[Stored dataset items]
=======
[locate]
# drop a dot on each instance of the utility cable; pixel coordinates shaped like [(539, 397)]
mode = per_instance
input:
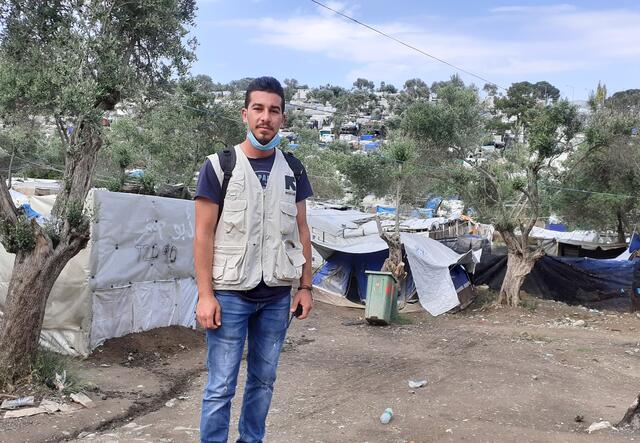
[(371, 28)]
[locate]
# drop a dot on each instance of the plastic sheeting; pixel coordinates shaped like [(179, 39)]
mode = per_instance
[(141, 307), (567, 279), (135, 274)]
=======
WHAT IS EXPECTED: Write out every line of the items above as a JSON list of strings, one string per line, with blank lines skipped and the pictures left out.

EXERCISE ANSWER:
[
  "[locate]",
  "# drop a dot on each instance of the utility cable; pixel coordinates shaped like [(539, 397)]",
  "mode = per_instance",
  "input:",
  "[(371, 28)]",
  "[locate]",
  "# drop a dot on each instance of the plastic sheeting; pixel coordinates shaped like [(179, 39)]",
  "mode = per_instance",
  "[(141, 307), (567, 279), (135, 274)]"
]